● **Exercices proposés**
A. Résumez en deux phrases le texte consacré au marché polonais de la lingerie.
B. Reprenez le texte sur le marché polonais de la lingerie à partir de sa dernière phrase et poursuivez-le.

Le marché polonais de la lingerie, l’expérience d’une transition

Fortement atomisé en termes de production et de distribution, mais néanmoins en pleine croissance, le marché polonais de la lingerie est l’exemple type d’un marché de l’Est en transition.


marché polonais de la lingerieLes grandes marques occidentales et quelques leaders polonais y côtoient une multitude de petits producteurs ainsi qu’une marchandise bon marché venue d’Asie. Comment ce marché a-t-il traversé les années de transition? Quels sont les enjeux pour la lingerie polonaise d’aujourd’hui?

Le marché de la lingerie en Pologne est globalement en pleine croissance. Estimé fin 2007 à plus d’un milliard d’euros -soit 20% du total du prêt-à-porter, sa progression est de l’ordre de 25 à 30% par an. Durant les quatre premiers mois de l’année 2007, les dépenses en publicité de lingerie ont plus que doublé, et la part des marques nationales y est croissante. En outre, le consommateur polonais moyen dépense désormais en prêt-à-porter 400 à 500 zlotys par an (environ 100 euros). Certes, ce consommateur est avant tout citadin, plutôt jeune et a un niveau d’éducation élevé. Le niveau de vie et les dépenses dans le secteur vestimentaire en Pologne n’atteignent pas ceux de la société occidentale. Néanmoins, l’essor attendu pour les années à venir d’un segment de population aisé ou moyennement aisé, demandeur de produits de qualité mais à prix abordables (le prix restant le premier critère d’achat chez les Polonais), offre, malgré le contexte actuel, des perspectives à l’ensemble du textile, dont les dessous.

Un marché encore très fragmenté

Comme tout autre marché de l’industrie légère, dont l’offre et la distribution étaient contrôlées sous le régime communiste, le marché polonais de la lingerie a connu une profonde transformation dans les années 1990. En premier lieu, celle-ci est marquée par l’arrivée, ou l’expansion sur le territoire, des grandes marques occidentales[1]. La marque allemande Triumph domine très vite le marché, dont elle occupe encore aujourd’hui la place de leader, avec une part d’environ 30% et une présence dans plus de 2.000 points de vente. Dans les premiers temps cependant, l’offre occidentale qui inonde le pays s’avère trop coûteuse. En outre, afflue également une production bas de gamme, bon marché (baptisée «no name» ou sans marque), venue du Proche ou d’Extrême-Orient, que l’on retrouve dans les petits points de vente de rue –échoppes, kiosques- ou sur les bazars. Ainsi, le marché se fragmente rapidement en plusieurs segments de qualité et de prix.

● **Données recueillies**
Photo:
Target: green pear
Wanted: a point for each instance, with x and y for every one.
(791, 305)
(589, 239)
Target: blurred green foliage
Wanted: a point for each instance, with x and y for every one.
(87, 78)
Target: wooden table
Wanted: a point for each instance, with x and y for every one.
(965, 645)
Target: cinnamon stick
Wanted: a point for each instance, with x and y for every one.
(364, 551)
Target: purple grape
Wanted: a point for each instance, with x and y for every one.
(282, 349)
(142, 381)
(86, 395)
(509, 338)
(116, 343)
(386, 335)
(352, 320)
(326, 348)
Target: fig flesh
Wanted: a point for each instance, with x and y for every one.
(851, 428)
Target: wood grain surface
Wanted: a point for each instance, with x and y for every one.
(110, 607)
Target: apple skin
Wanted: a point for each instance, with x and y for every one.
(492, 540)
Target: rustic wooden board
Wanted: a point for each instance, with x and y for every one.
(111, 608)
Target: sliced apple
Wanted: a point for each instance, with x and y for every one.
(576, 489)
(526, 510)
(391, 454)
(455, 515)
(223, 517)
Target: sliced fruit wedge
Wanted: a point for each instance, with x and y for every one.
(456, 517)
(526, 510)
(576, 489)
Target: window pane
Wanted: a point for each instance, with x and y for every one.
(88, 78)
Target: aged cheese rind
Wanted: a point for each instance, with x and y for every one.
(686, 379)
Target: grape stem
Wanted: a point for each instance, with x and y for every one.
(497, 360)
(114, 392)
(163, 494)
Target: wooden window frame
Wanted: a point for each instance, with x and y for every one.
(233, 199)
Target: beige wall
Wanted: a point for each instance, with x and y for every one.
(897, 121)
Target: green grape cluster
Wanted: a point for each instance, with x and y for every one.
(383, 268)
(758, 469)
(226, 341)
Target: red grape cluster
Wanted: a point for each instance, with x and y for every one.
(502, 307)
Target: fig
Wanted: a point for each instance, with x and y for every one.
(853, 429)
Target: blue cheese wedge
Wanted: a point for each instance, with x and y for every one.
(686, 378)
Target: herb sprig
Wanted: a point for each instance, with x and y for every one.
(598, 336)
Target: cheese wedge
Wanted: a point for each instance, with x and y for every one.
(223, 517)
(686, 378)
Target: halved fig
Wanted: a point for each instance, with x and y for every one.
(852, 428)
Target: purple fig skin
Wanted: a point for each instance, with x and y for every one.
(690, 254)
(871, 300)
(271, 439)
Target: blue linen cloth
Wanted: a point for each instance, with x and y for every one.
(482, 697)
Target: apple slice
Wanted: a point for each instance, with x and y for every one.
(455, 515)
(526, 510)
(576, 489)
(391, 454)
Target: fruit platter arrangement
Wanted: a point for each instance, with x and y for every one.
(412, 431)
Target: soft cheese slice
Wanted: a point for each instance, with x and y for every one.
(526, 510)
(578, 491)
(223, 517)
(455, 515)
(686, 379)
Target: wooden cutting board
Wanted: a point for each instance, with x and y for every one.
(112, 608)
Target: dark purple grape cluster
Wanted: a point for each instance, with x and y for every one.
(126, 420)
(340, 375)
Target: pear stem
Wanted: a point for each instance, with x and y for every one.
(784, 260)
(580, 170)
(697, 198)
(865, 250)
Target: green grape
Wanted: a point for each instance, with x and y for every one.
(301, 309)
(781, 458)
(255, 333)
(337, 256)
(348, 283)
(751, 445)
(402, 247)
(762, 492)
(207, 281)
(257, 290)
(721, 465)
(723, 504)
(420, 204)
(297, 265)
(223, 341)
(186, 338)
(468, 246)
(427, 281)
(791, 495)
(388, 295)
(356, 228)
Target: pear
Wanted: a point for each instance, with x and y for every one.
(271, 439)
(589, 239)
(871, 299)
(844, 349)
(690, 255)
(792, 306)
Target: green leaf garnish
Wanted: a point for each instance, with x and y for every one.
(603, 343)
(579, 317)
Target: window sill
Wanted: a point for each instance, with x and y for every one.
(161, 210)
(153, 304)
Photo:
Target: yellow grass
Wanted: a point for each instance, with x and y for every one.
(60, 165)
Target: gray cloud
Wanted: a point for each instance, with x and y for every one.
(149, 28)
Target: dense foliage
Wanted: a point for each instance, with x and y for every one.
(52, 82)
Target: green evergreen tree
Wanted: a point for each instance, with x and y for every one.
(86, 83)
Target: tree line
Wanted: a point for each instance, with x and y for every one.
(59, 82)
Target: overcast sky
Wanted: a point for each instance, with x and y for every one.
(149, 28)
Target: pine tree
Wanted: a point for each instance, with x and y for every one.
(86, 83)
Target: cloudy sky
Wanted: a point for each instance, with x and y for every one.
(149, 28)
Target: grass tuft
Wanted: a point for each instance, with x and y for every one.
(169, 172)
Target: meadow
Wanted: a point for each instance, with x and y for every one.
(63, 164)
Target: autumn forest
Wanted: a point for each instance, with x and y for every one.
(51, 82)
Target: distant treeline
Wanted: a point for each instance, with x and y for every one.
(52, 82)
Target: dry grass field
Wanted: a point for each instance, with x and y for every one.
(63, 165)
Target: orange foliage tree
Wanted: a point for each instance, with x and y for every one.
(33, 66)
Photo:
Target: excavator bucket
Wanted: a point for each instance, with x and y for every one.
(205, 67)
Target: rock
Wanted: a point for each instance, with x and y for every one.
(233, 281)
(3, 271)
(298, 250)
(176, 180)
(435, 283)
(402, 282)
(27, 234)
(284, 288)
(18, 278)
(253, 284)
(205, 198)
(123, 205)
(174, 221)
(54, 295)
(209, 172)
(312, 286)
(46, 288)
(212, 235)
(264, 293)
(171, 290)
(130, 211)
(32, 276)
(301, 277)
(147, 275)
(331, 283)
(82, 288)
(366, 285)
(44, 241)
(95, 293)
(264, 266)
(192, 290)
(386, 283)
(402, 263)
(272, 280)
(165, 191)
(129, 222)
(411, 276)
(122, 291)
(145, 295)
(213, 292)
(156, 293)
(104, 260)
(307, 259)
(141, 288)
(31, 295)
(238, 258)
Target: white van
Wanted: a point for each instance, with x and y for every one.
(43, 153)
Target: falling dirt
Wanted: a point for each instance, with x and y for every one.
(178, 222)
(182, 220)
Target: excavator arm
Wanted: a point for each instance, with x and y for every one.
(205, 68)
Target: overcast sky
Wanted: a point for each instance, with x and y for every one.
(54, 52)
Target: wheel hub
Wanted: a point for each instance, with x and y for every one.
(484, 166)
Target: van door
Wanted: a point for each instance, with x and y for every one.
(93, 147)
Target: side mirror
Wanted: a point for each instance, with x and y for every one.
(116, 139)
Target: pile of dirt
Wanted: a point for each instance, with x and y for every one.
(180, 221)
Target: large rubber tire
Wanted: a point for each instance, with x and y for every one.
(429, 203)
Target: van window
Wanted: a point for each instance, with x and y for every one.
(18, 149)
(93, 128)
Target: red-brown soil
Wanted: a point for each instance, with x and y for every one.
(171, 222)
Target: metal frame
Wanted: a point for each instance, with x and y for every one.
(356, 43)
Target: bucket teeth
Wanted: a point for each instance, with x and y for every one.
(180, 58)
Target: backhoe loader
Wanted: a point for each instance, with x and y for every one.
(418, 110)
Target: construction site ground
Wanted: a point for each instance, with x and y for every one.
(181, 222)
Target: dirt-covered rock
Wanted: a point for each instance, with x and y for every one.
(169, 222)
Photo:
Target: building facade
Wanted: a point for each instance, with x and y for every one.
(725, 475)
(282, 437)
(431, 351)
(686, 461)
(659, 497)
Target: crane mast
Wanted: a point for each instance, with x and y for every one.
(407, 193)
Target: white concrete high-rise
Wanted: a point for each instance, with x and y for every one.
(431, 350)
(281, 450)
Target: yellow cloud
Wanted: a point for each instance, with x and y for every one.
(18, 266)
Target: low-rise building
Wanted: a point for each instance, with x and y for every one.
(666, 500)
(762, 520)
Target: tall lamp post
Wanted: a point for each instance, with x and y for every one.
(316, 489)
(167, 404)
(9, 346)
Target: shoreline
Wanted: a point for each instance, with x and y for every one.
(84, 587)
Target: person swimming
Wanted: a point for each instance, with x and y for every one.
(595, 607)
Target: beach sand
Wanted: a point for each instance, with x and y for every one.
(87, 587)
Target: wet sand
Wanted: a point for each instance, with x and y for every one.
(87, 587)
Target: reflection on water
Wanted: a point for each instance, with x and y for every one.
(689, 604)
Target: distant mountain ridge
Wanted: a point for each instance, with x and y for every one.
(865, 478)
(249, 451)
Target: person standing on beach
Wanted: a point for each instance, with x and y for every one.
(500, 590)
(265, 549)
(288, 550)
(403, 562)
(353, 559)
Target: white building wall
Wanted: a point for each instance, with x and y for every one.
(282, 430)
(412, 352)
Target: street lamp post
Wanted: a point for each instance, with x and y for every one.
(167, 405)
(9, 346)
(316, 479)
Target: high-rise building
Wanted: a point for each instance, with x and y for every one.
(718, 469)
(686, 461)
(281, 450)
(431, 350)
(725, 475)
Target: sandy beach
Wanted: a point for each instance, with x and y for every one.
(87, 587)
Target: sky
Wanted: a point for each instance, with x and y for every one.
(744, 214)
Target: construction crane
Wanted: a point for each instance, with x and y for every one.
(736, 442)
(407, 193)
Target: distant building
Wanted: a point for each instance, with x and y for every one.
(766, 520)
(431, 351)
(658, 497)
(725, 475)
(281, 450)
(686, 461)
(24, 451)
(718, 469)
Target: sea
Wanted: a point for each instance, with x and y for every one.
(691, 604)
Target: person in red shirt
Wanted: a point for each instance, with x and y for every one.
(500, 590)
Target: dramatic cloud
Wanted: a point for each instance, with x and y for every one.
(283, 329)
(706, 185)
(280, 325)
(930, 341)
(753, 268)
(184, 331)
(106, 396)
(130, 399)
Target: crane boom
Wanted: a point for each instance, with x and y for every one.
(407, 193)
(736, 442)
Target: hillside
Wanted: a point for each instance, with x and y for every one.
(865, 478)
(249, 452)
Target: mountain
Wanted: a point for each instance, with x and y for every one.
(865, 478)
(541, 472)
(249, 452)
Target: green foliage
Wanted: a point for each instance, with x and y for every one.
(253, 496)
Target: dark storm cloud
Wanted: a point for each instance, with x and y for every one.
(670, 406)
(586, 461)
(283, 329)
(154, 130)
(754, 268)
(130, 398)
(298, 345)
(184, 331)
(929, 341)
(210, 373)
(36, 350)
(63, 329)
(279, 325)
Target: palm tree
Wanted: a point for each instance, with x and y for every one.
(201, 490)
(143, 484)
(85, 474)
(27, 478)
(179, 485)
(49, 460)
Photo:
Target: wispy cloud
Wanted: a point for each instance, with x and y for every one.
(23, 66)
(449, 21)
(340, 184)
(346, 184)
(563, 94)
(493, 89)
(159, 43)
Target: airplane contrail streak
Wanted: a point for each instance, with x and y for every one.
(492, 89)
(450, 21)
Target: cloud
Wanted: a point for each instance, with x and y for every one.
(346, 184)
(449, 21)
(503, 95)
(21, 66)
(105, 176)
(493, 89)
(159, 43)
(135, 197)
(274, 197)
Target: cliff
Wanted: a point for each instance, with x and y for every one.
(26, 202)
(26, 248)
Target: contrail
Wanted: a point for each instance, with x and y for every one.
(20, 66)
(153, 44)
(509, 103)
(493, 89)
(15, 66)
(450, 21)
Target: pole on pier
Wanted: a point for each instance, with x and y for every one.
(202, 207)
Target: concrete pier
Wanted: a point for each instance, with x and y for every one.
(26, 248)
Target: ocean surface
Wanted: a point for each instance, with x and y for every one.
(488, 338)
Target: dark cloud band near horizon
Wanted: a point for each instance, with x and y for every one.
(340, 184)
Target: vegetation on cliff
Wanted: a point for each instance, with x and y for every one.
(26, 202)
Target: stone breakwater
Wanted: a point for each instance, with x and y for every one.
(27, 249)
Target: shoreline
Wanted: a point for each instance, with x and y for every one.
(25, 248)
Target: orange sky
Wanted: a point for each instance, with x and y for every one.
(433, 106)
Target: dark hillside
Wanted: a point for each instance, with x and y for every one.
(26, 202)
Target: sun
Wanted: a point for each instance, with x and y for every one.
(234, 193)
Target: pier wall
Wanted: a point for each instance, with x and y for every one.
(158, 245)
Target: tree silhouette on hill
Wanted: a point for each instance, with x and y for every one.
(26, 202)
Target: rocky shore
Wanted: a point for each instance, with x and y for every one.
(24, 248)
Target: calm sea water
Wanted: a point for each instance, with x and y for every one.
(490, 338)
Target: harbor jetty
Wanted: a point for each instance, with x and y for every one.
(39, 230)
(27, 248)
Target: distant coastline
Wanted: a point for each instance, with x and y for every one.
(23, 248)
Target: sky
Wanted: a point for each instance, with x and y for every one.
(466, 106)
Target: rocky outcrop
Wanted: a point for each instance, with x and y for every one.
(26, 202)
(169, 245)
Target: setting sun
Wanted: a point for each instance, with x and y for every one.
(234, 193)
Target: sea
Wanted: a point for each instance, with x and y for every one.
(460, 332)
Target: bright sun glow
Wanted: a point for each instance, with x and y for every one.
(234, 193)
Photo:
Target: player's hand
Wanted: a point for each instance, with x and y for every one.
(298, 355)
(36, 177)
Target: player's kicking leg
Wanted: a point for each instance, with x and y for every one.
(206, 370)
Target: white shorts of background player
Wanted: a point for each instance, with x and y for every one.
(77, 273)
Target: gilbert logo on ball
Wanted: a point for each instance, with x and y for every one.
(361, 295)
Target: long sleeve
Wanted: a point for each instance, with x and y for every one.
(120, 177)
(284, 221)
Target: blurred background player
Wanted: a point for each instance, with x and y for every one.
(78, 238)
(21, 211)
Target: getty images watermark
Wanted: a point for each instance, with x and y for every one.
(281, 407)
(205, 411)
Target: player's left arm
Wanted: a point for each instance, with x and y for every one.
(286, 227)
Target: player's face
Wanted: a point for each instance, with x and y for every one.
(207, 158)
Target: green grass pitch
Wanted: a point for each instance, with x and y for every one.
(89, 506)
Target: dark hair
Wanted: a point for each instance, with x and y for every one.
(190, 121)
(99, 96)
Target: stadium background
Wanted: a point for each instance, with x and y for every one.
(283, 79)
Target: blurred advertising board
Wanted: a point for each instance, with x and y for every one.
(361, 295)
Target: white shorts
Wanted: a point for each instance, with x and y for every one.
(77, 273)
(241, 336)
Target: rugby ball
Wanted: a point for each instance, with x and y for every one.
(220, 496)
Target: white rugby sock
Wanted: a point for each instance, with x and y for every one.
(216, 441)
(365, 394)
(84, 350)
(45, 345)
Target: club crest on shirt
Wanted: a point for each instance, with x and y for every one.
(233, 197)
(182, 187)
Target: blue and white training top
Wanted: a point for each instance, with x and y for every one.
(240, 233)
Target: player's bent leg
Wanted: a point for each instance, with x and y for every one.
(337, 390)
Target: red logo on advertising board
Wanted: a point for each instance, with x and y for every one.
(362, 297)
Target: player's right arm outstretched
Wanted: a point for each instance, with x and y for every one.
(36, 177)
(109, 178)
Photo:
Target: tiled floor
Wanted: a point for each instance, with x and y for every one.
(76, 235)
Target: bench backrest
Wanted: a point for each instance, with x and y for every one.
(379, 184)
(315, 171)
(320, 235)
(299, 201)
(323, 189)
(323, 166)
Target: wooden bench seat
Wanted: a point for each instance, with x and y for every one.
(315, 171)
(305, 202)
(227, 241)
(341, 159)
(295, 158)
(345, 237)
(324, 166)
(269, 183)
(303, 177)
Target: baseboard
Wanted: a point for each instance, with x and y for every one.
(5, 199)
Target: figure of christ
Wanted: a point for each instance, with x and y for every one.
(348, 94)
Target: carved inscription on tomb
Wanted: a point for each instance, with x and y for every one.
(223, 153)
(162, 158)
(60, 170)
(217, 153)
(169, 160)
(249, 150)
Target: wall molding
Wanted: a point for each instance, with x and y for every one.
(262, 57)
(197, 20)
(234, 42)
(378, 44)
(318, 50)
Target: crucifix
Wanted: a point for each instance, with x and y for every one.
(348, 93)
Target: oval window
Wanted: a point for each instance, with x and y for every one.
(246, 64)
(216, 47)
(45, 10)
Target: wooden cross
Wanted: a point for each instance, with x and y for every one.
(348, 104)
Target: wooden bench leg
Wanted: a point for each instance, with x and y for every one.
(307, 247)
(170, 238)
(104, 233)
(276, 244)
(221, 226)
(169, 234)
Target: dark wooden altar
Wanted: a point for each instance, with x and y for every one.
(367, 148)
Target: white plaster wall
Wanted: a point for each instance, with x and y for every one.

● **Réponses par exercice**
A. Estimé fin 2007 à plus d'un milliard d'euros, le marché polonais de la lingerie progresse de 25 à 30 % par an, et l'essor attendu d'une population aisée ou moyennement aisée lui ouvre des perspectives. Profondément transformé dans les années 1990 par l'arrivée des grandes marques occidentales, dont l'allemande Triumph qui en reste le leader avec environ 30 % de parts, et par l'afflux d'une production bon marché venue du Proche ou d'Extrême-Orient, il s'est rapidement fragmenté en plusieurs segments de qualité et de prix.

B.
Vers la fin des années 1990, pourtant, apparaissent plusieurs producteurs nationaux. Ils proposent des produits à prix moyens, mais plutôt attractifs en termes de modèles et de qualité, et les marques entrent progressivement dans la conscience des consommateurs. Atlantic en est le meilleur exemple. Alors que l’entreprise du même nom est aujourd’hui numéro deux du marché (elle détient 24% du marché de la lingerie féminine, et plus de 45% de la lingerie masculine), sa marque principale serait la plus visible du secteur (d’après un sondage, la marque Atlantic est citée spontanément par 76% des consommateurs interrogés). Le groupe a dans un premier temps profité du trou laissé entre le haut et le bas de gamme, puis s’est vite repositionné sur une qualité supérieure. Il vend aujourd’hui environ 19 millions de pièces par an.

Une production dispersée et fragile

Suivent une multitude de producteurs, nationaux pour la plupart (les plus connus étant Mewa, LPP, Gorseteria, Kinga ou encore La Vantil). Ils sont environ 335, de petite taille et de qualité moyenne, et dispersés sur l’ensemble du territoire. Beaucoup sont apparus après 1989 et l’éclatement des grandes coopératives d’Etat, dont une partie des effectifs a été licenciée. Il s’agit souvent d’entreprises familiales ayant débuté avec peu de personnel et seulement quelques machines. Aujourd’hui encore la plupart n’emploient que quelques personnes (une cinquantaine en moyenne, voire moins). De fait, ce segment de production demeure exclusivement national, tant en termes de capitaux que de fabrication. Seules quelques marques fabriquent une partie de leurs produits en Asie.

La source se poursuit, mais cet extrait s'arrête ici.